Stored data:
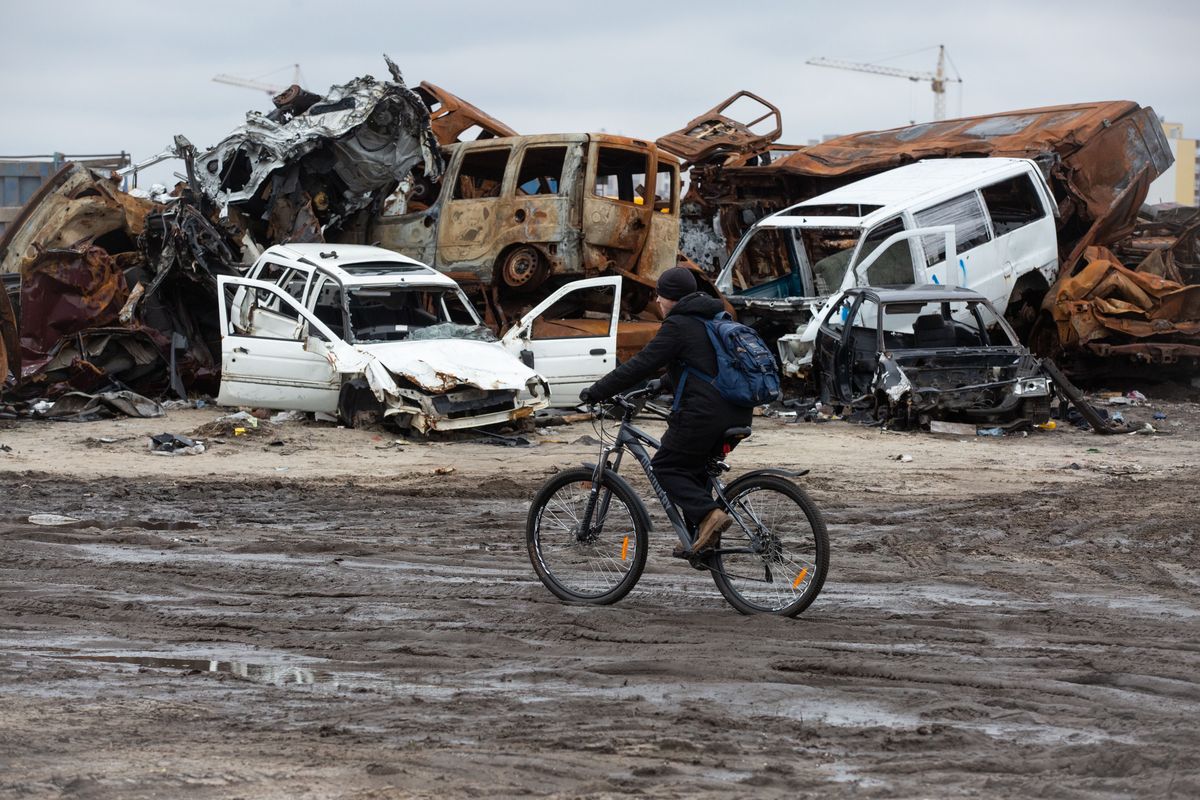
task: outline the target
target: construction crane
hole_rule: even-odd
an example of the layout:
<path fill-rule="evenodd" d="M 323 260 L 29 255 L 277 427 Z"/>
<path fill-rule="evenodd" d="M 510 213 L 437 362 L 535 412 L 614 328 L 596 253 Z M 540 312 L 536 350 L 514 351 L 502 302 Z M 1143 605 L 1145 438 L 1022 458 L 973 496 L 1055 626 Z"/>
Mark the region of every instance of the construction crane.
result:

Directions:
Check each line of the records for the word "crane" and extract those that contain it.

Response area:
target: construction crane
Mark the region of every instance of the construction crane.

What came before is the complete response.